Stated task -> Repeat word for word the part of the material that opens with the line containing "target | black collar" and runs through the end of the material.

--- START ---

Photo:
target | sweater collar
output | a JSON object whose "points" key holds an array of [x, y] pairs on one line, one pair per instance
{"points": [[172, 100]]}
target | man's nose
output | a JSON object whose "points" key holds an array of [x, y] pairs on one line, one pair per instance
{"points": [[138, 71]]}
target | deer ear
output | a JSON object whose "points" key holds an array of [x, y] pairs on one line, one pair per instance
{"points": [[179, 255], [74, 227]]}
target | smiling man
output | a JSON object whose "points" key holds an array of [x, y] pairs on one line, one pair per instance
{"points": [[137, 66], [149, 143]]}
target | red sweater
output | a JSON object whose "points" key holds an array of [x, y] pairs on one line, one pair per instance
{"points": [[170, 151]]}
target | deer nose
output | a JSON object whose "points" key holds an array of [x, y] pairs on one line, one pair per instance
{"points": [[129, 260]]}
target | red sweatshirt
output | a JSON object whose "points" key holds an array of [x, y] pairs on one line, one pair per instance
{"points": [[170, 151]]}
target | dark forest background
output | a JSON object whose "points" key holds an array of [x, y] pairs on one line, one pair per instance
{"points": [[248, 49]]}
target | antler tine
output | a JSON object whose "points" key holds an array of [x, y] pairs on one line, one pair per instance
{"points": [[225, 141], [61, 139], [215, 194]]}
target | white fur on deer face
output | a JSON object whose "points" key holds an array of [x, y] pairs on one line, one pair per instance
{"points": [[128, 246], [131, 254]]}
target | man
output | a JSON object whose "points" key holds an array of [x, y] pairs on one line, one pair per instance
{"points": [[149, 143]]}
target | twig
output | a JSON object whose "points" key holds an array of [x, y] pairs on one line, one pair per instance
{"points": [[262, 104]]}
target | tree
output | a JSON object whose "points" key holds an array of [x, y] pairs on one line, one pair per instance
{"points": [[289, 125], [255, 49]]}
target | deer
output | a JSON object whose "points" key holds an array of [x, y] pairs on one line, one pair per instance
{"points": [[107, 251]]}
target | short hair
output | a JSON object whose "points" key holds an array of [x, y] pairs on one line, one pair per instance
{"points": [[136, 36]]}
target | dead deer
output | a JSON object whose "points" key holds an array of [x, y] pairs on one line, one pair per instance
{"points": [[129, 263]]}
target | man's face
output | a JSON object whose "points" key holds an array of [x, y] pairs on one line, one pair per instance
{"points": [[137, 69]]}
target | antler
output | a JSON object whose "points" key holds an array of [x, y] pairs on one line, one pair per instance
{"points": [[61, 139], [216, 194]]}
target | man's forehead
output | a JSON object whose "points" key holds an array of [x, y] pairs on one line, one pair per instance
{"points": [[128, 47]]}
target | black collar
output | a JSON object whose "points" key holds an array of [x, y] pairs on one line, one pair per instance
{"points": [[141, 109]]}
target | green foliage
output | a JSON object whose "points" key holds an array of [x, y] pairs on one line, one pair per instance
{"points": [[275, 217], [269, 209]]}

--- END ---

Task result ->
target | black collar
output | a JSON object whose "points" key holds an array of [x, y] pairs on one line, one pair per instance
{"points": [[141, 109]]}
target | green foliage
output | a JSON object whose "points" key holds an array of [x, y] pairs on one line, one pair per instance
{"points": [[275, 217], [269, 209]]}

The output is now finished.